Task directions.
Pull out each line of the data below that contains the word "timber". Copy those lines in full.

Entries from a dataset
◆ ◆ ◆

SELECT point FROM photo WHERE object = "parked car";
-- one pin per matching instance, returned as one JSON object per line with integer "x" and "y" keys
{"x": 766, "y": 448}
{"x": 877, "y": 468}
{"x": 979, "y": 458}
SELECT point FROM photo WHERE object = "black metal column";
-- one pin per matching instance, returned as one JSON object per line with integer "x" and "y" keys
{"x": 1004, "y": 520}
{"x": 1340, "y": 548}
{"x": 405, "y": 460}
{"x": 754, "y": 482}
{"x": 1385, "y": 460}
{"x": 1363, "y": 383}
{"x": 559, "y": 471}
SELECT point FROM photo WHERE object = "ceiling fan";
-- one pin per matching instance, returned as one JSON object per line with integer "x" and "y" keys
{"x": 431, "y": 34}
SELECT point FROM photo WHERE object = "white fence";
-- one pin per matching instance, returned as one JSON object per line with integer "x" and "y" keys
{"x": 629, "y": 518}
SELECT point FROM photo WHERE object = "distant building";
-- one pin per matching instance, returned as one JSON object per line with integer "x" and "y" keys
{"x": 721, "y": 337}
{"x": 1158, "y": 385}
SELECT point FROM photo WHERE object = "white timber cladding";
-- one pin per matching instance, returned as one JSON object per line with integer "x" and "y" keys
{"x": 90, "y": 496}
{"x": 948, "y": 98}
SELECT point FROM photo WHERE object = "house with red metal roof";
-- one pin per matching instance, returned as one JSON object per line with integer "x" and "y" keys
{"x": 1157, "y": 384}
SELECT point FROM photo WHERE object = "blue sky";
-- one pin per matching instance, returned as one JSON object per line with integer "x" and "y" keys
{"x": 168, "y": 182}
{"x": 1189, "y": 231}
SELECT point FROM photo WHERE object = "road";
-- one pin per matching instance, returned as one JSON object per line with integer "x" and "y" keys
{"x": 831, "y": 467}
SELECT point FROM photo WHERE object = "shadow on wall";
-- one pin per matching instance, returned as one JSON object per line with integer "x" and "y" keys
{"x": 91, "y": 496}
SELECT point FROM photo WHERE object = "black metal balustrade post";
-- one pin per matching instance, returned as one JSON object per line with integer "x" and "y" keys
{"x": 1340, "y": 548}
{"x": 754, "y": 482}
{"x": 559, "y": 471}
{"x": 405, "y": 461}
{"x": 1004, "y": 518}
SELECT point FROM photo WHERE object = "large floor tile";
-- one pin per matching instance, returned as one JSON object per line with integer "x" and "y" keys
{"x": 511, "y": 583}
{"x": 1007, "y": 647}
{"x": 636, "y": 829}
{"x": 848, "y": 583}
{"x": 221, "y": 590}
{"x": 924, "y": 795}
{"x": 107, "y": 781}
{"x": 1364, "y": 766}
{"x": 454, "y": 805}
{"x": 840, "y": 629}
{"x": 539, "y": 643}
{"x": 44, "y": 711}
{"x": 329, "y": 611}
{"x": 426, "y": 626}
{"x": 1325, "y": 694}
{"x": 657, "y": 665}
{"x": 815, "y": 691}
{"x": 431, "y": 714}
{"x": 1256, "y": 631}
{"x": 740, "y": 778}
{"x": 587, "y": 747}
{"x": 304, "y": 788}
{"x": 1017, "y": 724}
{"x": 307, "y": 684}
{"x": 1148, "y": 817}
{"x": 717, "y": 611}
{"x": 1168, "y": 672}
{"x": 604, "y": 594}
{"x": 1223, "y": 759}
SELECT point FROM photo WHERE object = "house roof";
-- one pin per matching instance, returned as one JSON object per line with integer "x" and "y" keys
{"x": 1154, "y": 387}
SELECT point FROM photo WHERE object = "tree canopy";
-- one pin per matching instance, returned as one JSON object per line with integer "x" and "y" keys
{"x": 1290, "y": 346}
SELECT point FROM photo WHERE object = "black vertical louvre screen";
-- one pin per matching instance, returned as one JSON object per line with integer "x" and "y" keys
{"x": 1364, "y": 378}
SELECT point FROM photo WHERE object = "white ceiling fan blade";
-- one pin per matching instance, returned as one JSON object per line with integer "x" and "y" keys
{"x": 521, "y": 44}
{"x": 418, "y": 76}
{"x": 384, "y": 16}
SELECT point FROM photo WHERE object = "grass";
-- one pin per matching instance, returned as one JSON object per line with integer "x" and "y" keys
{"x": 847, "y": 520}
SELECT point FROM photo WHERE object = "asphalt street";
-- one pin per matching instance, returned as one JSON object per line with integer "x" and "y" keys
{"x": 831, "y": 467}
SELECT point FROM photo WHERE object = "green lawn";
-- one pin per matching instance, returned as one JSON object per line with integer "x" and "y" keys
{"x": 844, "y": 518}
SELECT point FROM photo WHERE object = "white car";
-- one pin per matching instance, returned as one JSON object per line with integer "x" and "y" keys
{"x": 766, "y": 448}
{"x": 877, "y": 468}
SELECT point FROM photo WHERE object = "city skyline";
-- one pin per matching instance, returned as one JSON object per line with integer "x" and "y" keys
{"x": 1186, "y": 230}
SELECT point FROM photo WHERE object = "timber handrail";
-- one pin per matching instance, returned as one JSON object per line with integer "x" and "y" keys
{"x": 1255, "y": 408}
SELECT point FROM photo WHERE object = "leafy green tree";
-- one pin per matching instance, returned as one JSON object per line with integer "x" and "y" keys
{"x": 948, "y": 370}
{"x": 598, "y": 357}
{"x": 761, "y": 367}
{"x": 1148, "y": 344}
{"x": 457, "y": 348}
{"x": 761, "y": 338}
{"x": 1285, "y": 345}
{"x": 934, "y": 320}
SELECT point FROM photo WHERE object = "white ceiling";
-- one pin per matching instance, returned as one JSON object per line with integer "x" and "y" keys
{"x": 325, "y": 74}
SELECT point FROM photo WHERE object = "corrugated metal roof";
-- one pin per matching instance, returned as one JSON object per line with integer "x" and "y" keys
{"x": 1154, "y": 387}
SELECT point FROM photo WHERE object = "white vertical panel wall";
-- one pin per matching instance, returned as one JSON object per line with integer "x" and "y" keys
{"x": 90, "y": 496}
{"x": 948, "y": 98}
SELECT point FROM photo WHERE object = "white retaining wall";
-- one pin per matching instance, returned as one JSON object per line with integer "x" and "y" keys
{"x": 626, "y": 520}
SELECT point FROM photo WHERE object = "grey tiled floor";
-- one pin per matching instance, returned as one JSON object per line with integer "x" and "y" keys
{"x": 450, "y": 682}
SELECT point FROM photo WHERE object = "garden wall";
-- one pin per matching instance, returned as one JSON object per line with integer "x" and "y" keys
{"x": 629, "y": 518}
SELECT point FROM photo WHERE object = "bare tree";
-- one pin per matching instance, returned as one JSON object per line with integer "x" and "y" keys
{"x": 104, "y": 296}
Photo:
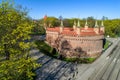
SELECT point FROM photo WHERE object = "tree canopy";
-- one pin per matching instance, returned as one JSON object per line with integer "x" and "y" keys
{"x": 15, "y": 27}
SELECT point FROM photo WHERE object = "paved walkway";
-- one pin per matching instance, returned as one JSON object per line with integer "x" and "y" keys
{"x": 94, "y": 68}
{"x": 53, "y": 69}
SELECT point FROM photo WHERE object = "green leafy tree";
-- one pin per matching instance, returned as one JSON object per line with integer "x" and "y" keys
{"x": 15, "y": 27}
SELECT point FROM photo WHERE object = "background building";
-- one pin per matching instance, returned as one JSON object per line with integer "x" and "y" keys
{"x": 77, "y": 41}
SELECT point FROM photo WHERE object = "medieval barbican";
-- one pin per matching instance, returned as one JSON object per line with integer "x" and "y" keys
{"x": 76, "y": 42}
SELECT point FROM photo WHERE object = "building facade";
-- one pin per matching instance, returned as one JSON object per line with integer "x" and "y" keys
{"x": 77, "y": 41}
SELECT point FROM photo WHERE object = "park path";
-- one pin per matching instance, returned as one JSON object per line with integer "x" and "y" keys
{"x": 54, "y": 69}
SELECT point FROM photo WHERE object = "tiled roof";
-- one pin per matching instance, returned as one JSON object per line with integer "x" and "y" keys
{"x": 71, "y": 32}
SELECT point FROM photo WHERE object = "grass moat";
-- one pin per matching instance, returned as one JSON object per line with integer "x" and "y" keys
{"x": 48, "y": 50}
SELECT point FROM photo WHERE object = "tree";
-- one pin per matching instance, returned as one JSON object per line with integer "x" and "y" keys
{"x": 15, "y": 28}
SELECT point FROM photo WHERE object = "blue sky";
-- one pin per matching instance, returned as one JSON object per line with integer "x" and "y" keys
{"x": 72, "y": 8}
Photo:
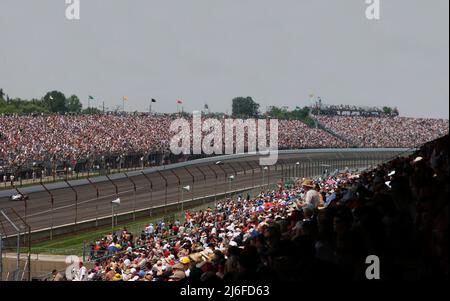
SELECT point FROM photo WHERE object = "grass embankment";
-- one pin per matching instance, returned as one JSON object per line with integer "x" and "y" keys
{"x": 73, "y": 244}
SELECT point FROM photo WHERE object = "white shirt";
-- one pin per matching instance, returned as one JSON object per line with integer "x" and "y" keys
{"x": 312, "y": 199}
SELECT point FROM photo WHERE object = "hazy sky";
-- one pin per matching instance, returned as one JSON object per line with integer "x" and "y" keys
{"x": 209, "y": 51}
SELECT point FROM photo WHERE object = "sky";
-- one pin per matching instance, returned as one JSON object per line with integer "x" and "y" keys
{"x": 210, "y": 51}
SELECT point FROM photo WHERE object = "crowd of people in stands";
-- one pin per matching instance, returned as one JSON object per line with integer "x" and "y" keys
{"x": 333, "y": 110}
{"x": 303, "y": 232}
{"x": 375, "y": 132}
{"x": 69, "y": 138}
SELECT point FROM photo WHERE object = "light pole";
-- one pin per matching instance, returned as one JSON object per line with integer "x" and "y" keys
{"x": 185, "y": 188}
{"x": 231, "y": 178}
{"x": 114, "y": 203}
{"x": 264, "y": 168}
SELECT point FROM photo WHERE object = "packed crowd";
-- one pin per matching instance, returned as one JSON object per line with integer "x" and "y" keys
{"x": 68, "y": 138}
{"x": 332, "y": 110}
{"x": 386, "y": 131}
{"x": 303, "y": 232}
{"x": 72, "y": 138}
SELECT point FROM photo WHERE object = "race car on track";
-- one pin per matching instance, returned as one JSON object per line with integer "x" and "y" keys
{"x": 18, "y": 197}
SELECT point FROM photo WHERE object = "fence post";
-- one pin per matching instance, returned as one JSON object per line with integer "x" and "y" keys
{"x": 165, "y": 197}
{"x": 76, "y": 201}
{"x": 52, "y": 201}
{"x": 151, "y": 189}
{"x": 134, "y": 196}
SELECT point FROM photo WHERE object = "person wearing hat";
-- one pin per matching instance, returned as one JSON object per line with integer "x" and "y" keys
{"x": 117, "y": 277}
{"x": 312, "y": 197}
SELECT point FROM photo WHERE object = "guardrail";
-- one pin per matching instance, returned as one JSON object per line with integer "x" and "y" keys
{"x": 116, "y": 176}
{"x": 308, "y": 165}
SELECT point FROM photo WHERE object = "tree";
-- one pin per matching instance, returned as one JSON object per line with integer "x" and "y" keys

◆ ◆ ◆

Full answer.
SELECT point FROM photo WHERE object = "white timber cladding";
SELECT point FROM photo WHERE object = "timber handrail";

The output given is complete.